Duplicate every line of the records below verbatim, leaving out the pictures.

• [Material supplied]:
· · · ·

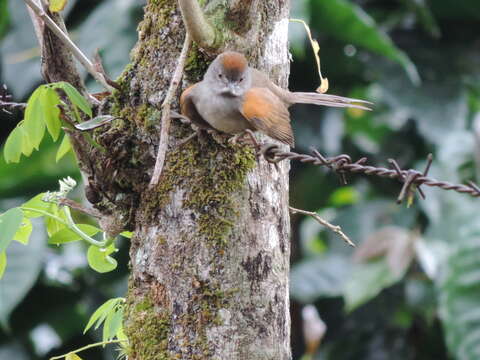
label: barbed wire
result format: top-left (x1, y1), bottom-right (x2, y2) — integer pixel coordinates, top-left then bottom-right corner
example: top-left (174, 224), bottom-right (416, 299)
top-left (259, 144), bottom-right (480, 203)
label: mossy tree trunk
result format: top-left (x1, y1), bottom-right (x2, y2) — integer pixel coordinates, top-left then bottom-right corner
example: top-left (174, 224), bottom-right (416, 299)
top-left (89, 0), bottom-right (291, 360)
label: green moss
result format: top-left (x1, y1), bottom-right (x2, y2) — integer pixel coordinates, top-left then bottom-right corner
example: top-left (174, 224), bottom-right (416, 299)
top-left (124, 295), bottom-right (171, 360)
top-left (147, 134), bottom-right (256, 247)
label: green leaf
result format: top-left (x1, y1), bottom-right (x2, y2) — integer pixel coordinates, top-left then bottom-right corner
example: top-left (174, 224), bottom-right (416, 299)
top-left (0, 251), bottom-right (7, 279)
top-left (45, 203), bottom-right (67, 236)
top-left (87, 244), bottom-right (117, 273)
top-left (0, 207), bottom-right (23, 252)
top-left (13, 217), bottom-right (32, 245)
top-left (17, 121), bottom-right (33, 157)
top-left (41, 87), bottom-right (62, 141)
top-left (0, 0), bottom-right (9, 38)
top-left (343, 258), bottom-right (404, 311)
top-left (48, 224), bottom-right (101, 245)
top-left (21, 193), bottom-right (50, 219)
top-left (330, 186), bottom-right (360, 207)
top-left (312, 0), bottom-right (420, 84)
top-left (83, 298), bottom-right (124, 334)
top-left (3, 126), bottom-right (23, 163)
top-left (55, 134), bottom-right (72, 162)
top-left (75, 115), bottom-right (116, 131)
top-left (54, 81), bottom-right (92, 117)
top-left (0, 229), bottom-right (46, 328)
top-left (23, 85), bottom-right (46, 150)
top-left (102, 306), bottom-right (123, 341)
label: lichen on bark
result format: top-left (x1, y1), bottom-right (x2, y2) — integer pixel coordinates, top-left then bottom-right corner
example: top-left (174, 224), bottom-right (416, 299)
top-left (112, 0), bottom-right (290, 360)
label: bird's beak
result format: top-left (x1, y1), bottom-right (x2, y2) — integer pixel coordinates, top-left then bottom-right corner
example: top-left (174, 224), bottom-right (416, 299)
top-left (223, 83), bottom-right (242, 97)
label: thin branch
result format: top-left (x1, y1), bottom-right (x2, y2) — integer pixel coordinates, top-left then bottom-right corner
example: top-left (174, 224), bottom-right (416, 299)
top-left (0, 84), bottom-right (27, 114)
top-left (24, 0), bottom-right (113, 91)
top-left (150, 32), bottom-right (191, 187)
top-left (178, 0), bottom-right (218, 49)
top-left (59, 198), bottom-right (102, 219)
top-left (50, 339), bottom-right (128, 360)
top-left (289, 206), bottom-right (355, 247)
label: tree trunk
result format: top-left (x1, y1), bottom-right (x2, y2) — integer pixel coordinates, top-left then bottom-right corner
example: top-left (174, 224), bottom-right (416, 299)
top-left (97, 0), bottom-right (291, 360)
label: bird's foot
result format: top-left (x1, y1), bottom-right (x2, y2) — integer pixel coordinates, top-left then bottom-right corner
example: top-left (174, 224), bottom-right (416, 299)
top-left (228, 129), bottom-right (260, 152)
top-left (207, 129), bottom-right (230, 147)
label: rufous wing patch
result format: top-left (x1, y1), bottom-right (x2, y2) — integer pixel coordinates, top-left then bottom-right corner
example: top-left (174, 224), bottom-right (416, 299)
top-left (242, 88), bottom-right (294, 146)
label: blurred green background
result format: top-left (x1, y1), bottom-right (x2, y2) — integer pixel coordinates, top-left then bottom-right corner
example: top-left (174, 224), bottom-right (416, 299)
top-left (0, 0), bottom-right (480, 360)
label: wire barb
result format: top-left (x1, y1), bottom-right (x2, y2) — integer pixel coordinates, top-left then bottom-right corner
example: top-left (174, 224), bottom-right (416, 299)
top-left (259, 144), bottom-right (480, 203)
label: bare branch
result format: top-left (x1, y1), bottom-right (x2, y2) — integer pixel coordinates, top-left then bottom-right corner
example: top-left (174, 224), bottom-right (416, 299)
top-left (289, 206), bottom-right (355, 247)
top-left (178, 0), bottom-right (218, 49)
top-left (150, 32), bottom-right (191, 187)
top-left (60, 198), bottom-right (102, 219)
top-left (24, 0), bottom-right (113, 91)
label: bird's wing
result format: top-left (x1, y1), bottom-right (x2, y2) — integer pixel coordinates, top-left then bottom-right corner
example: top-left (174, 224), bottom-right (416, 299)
top-left (241, 87), bottom-right (294, 146)
top-left (180, 84), bottom-right (213, 129)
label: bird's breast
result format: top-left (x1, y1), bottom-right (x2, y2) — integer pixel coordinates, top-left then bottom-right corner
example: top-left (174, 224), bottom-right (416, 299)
top-left (196, 92), bottom-right (250, 134)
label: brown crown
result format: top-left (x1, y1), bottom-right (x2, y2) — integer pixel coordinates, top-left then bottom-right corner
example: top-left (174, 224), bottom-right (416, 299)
top-left (218, 51), bottom-right (248, 71)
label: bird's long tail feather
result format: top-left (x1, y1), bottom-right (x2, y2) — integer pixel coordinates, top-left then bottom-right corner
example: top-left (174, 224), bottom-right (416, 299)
top-left (294, 92), bottom-right (373, 110)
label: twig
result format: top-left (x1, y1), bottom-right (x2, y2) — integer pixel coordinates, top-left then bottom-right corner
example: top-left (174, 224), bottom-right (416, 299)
top-left (260, 144), bottom-right (480, 202)
top-left (150, 32), bottom-right (191, 187)
top-left (50, 339), bottom-right (128, 360)
top-left (178, 0), bottom-right (216, 49)
top-left (289, 206), bottom-right (355, 247)
top-left (23, 0), bottom-right (113, 91)
top-left (0, 84), bottom-right (27, 114)
top-left (59, 198), bottom-right (102, 219)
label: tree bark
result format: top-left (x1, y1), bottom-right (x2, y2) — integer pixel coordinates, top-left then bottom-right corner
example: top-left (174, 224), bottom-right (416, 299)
top-left (117, 0), bottom-right (291, 360)
top-left (34, 0), bottom-right (291, 360)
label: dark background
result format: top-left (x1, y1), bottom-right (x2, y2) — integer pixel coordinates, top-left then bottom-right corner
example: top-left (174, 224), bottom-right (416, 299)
top-left (0, 0), bottom-right (480, 360)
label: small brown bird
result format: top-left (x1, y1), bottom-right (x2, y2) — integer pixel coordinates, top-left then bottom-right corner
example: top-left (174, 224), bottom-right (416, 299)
top-left (180, 51), bottom-right (369, 146)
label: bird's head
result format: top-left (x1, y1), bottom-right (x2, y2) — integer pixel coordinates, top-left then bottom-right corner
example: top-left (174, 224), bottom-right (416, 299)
top-left (204, 51), bottom-right (252, 97)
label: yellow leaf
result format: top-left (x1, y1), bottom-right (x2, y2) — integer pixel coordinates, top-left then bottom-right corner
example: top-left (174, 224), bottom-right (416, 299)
top-left (48, 0), bottom-right (67, 12)
top-left (290, 19), bottom-right (328, 94)
top-left (317, 78), bottom-right (328, 94)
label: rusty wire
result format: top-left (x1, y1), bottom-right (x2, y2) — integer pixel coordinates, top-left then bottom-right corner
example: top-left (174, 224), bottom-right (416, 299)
top-left (259, 144), bottom-right (480, 203)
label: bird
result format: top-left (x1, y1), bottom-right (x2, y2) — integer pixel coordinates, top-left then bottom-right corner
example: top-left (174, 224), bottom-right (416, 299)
top-left (180, 51), bottom-right (371, 147)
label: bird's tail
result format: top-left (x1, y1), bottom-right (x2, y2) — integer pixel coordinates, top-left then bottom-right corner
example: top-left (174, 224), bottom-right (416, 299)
top-left (292, 92), bottom-right (373, 110)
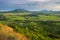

· · · ·

• [Response below]:
label: barbed wire
result format: top-left (x1, y1), bottom-right (x2, y2) — integer pixel coordinates, top-left then bottom-right corner
example: top-left (174, 224), bottom-right (416, 299)
top-left (259, 144), bottom-right (480, 203)
label: mossy tree trunk
result format: top-left (x1, y1), bottom-right (x2, y2) — integer pixel coordinates, top-left then bottom-right corner
example: top-left (174, 224), bottom-right (416, 299)
top-left (89, 0), bottom-right (291, 360)
label: green moss
result format: top-left (x1, y1), bottom-right (x2, y2) — integer pixel coordinates, top-left then bottom-right corner
example: top-left (174, 224), bottom-right (416, 299)
top-left (124, 295), bottom-right (171, 360)
top-left (147, 134), bottom-right (256, 247)
label: green leaf
result format: top-left (x1, y1), bottom-right (x2, y2) — integer pixel coordinates, top-left then bottom-right corner
example: top-left (174, 224), bottom-right (416, 299)
top-left (0, 251), bottom-right (7, 279)
top-left (45, 203), bottom-right (67, 236)
top-left (87, 244), bottom-right (117, 273)
top-left (0, 207), bottom-right (23, 252)
top-left (13, 217), bottom-right (32, 245)
top-left (17, 121), bottom-right (33, 157)
top-left (41, 87), bottom-right (62, 141)
top-left (0, 0), bottom-right (9, 38)
top-left (343, 258), bottom-right (404, 311)
top-left (48, 224), bottom-right (101, 245)
top-left (21, 193), bottom-right (50, 219)
top-left (330, 186), bottom-right (360, 207)
top-left (312, 0), bottom-right (420, 84)
top-left (83, 298), bottom-right (124, 334)
top-left (3, 126), bottom-right (23, 163)
top-left (55, 134), bottom-right (72, 162)
top-left (75, 115), bottom-right (116, 131)
top-left (54, 81), bottom-right (92, 117)
top-left (0, 229), bottom-right (46, 328)
top-left (23, 85), bottom-right (46, 150)
top-left (102, 306), bottom-right (123, 341)
label: lichen on bark
result format: top-left (x1, y1), bottom-right (x2, y2) — integer pixel coordinates, top-left then bottom-right corner
example: top-left (174, 224), bottom-right (416, 299)
top-left (112, 0), bottom-right (290, 360)
label: bird's beak
result format: top-left (x1, y1), bottom-right (x2, y2) — integer pixel coordinates, top-left then bottom-right corner
example: top-left (174, 224), bottom-right (416, 299)
top-left (223, 83), bottom-right (242, 97)
label: thin branch
result format: top-left (x1, y1), bottom-right (x2, y2) — integer pixel coordinates, top-left then bottom-right corner
example: top-left (174, 224), bottom-right (416, 299)
top-left (0, 84), bottom-right (27, 114)
top-left (24, 0), bottom-right (113, 91)
top-left (150, 32), bottom-right (191, 187)
top-left (178, 0), bottom-right (218, 49)
top-left (59, 198), bottom-right (102, 219)
top-left (50, 339), bottom-right (128, 360)
top-left (289, 206), bottom-right (355, 247)
label: tree trunk
result format: top-left (x1, y1), bottom-right (x2, y2) — integer pixel coordinates, top-left then bottom-right corner
example: top-left (174, 224), bottom-right (416, 299)
top-left (97, 0), bottom-right (291, 360)
label: bird's foot
result format: top-left (x1, y1), bottom-right (x2, y2) — integer pixel coordinates, top-left then bottom-right corner
example: top-left (174, 224), bottom-right (416, 299)
top-left (228, 129), bottom-right (260, 152)
top-left (207, 129), bottom-right (230, 147)
label: rufous wing patch
result format: top-left (x1, y1), bottom-right (x2, y2) — integer pixel coordinates, top-left then bottom-right corner
example: top-left (174, 224), bottom-right (416, 299)
top-left (242, 88), bottom-right (294, 146)
label: blurred green background
result format: top-left (x1, y1), bottom-right (x2, y2) — integer pixel coordinates, top-left then bottom-right corner
example: top-left (174, 224), bottom-right (416, 299)
top-left (0, 0), bottom-right (480, 360)
label: wire barb
result format: top-left (x1, y1), bottom-right (x2, y2) — integer pixel coordinates, top-left then bottom-right corner
example: top-left (174, 224), bottom-right (416, 299)
top-left (259, 144), bottom-right (480, 203)
label: bare branch
result format: top-left (x1, y1), bottom-right (x2, y2) — integer pixel coordinates, top-left then bottom-right corner
example: top-left (174, 224), bottom-right (416, 299)
top-left (289, 206), bottom-right (355, 247)
top-left (178, 0), bottom-right (218, 49)
top-left (150, 32), bottom-right (191, 187)
top-left (60, 198), bottom-right (102, 219)
top-left (24, 0), bottom-right (113, 91)
label: bird's wing
result format: top-left (x1, y1), bottom-right (x2, y2) — integer pixel coordinates, top-left then bottom-right corner
example: top-left (174, 224), bottom-right (416, 299)
top-left (241, 87), bottom-right (294, 146)
top-left (180, 84), bottom-right (213, 129)
label: bird's breast
result format: top-left (x1, y1), bottom-right (x2, y2) — integer pixel coordinates, top-left then bottom-right corner
example: top-left (174, 224), bottom-right (416, 299)
top-left (196, 92), bottom-right (250, 134)
label: brown crown
result format: top-left (x1, y1), bottom-right (x2, y2) — integer pixel coordinates, top-left then bottom-right corner
example: top-left (174, 224), bottom-right (416, 299)
top-left (218, 51), bottom-right (248, 71)
label: bird's long tail feather
result format: top-left (x1, y1), bottom-right (x2, y2) — integer pixel coordinates, top-left then bottom-right corner
example: top-left (174, 224), bottom-right (416, 299)
top-left (294, 92), bottom-right (373, 110)
label: twig
result format: top-left (x1, y1), bottom-right (x2, y2) — integer pixel coordinates, top-left then bottom-right corner
example: top-left (174, 224), bottom-right (416, 299)
top-left (260, 144), bottom-right (480, 202)
top-left (150, 32), bottom-right (191, 187)
top-left (50, 339), bottom-right (128, 360)
top-left (178, 0), bottom-right (216, 49)
top-left (289, 206), bottom-right (355, 247)
top-left (23, 0), bottom-right (113, 91)
top-left (0, 84), bottom-right (27, 114)
top-left (59, 198), bottom-right (102, 219)
label: tree bark
result format: top-left (x1, y1), bottom-right (x2, y2) — integer pixel coordinates, top-left then bottom-right corner
example: top-left (174, 224), bottom-right (416, 299)
top-left (117, 0), bottom-right (291, 360)
top-left (34, 0), bottom-right (291, 360)
label: dark background
result format: top-left (x1, y1), bottom-right (x2, y2) — integer pixel coordinates, top-left then bottom-right corner
example: top-left (174, 224), bottom-right (416, 299)
top-left (0, 0), bottom-right (480, 360)
label: small brown bird
result format: top-left (x1, y1), bottom-right (x2, y2) — integer pixel coordinates, top-left then bottom-right corner
example: top-left (174, 224), bottom-right (416, 299)
top-left (180, 51), bottom-right (369, 146)
label: bird's head
result format: top-left (x1, y1), bottom-right (x2, y2) — integer pixel coordinates, top-left then bottom-right corner
example: top-left (174, 224), bottom-right (416, 299)
top-left (204, 51), bottom-right (252, 97)
label: yellow leaf
result format: top-left (x1, y1), bottom-right (x2, y2) — integer pixel coordinates, top-left then bottom-right corner
example: top-left (174, 224), bottom-right (416, 299)
top-left (48, 0), bottom-right (67, 12)
top-left (290, 19), bottom-right (328, 94)
top-left (317, 78), bottom-right (328, 94)
label: rusty wire
result format: top-left (x1, y1), bottom-right (x2, y2) — integer pixel coordinates, top-left then bottom-right corner
example: top-left (174, 224), bottom-right (416, 299)
top-left (259, 144), bottom-right (480, 203)
label: bird
result format: top-left (x1, y1), bottom-right (x2, y2) — integer pixel coordinates, top-left then bottom-right corner
example: top-left (174, 224), bottom-right (416, 299)
top-left (180, 51), bottom-right (371, 147)
label: bird's tail
result format: top-left (x1, y1), bottom-right (x2, y2) — integer pixel coordinates, top-left then bottom-right corner
example: top-left (174, 224), bottom-right (416, 299)
top-left (292, 92), bottom-right (373, 110)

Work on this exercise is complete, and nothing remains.